Body mass index, cigarette smoking, and alcohol consumption and cancers of the oral cavity, pharynx, and larynx: modeling odds ratios in pooled case-control data.

Publication Type:

Journal Article

Source:

American journal of epidemiology, Volume 171, Issue 12, p.1250-61 (2010)

Keywords:

2010, Alcohol Drinking, Body Mass Index, Case-Control Studies, Center-Authored Paper, Humans, Laryngeal Neoplasms, Mouth Neoplasms, Odds Ratio, Pharyngeal Neoplasms, Public Health Sciences Division, Risk Factors, Smoking

Abstract:

Odds ratios for head and neck cancer increase with greater cigarette and alcohol use and lower body mass index (BMI; weight (kg)/height(2) (m(2))). Using data from the International Head and Neck Cancer Epidemiology Consortium, the authors conducted a formal analysis of BMI as a modifier of smoking- and alcohol-related effects. Analysis of never and current smokers included 6,333 cases, while analysis of never drinkers and consumers of < or =10 drinks/day included 8,452 cases. There were 8,000 or more controls, depending on the analysis. Odds ratios for all sites increased with lower BMI, greater smoking, and greater drinking. In polytomous regression, odds ratios for BMI (P = 0.65), smoking (P = 0.52), and drinking (P = 0.73) were homogeneous for oral cavity and pharyngeal cancers. Odds ratios for BMI and drinking were greater for oral cavity/pharyngeal cancer (P < 0.01), while smoking odds ratios were greater for laryngeal cancer (P < 0.01). Lower BMI enhanced smoking- and drinking-related odds ratios for oral cavity/pharyngeal cancer (P < 0.01), while BMI did not modify smoking and drinking odds ratios for laryngeal cancer. The increased odds ratios for all sites with low BMI may suggest related carcinogenic mechanisms; however, BMI modification of smoking and drinking odds ratios for cancer of the oral cavity/pharynx but not larynx cancer suggests additional factors specific to oral cavity/pharynx cancer.

# Required actions
**1)** Please rewrite the head and neck cancer entry starting at "Body mass index, cigarette" and ending at "12, p.1250-61 (2010)", putting "Vol." in place of "Volume".
**2)** In the head and neck cancer entry, how many cases did the analysis of never and current smokers include?

# Dataset extract
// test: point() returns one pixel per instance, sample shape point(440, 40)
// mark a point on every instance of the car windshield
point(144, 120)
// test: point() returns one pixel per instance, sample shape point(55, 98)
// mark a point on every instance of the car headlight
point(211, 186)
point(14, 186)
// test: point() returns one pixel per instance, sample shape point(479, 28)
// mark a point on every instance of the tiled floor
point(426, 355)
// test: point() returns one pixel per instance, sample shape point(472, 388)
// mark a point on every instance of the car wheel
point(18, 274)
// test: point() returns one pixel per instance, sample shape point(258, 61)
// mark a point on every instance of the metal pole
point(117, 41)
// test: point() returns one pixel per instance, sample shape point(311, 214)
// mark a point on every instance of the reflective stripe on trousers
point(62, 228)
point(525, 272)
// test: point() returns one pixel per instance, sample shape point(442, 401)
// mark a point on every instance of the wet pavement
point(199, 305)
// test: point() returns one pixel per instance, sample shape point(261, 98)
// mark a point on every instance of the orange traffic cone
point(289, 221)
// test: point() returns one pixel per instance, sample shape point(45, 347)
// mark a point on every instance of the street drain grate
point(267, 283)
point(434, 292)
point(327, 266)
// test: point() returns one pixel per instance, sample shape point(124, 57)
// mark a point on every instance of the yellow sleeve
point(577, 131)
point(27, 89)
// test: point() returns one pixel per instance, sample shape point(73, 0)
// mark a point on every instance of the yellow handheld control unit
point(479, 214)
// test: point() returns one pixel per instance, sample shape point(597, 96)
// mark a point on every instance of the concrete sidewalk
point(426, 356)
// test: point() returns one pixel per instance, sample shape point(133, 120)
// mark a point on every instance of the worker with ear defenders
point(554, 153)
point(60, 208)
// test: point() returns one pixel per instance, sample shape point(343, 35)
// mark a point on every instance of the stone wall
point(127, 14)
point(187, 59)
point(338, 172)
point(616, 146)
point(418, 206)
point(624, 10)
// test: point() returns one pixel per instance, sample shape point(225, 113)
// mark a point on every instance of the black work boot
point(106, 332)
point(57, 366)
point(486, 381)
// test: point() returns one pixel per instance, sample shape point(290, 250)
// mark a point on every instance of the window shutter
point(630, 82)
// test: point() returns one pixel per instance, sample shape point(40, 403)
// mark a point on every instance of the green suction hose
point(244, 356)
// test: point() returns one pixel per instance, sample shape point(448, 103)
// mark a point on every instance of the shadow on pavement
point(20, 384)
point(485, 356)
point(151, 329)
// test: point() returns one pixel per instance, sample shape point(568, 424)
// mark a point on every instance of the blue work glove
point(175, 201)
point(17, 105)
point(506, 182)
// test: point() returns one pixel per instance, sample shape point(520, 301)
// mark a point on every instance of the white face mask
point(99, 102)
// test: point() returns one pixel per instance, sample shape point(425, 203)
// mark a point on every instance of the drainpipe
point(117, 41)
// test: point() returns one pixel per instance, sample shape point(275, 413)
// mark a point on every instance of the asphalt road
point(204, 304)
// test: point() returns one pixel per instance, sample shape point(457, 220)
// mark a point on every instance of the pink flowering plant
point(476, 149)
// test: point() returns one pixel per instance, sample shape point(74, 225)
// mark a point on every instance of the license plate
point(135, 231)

# Results of the exercise
**1)**
Body mass index, cigarette smoking, and alcohol consumption and cancers of the oral cavity, pharynx, and larynx: modeling odds ratios in pooled case-control data.

Publication Type:

Journal Article

Source:

American journal of epidemiology, Vol. 171, Issue 12, p.1250-61 (2010)

**2)** 6,333 cases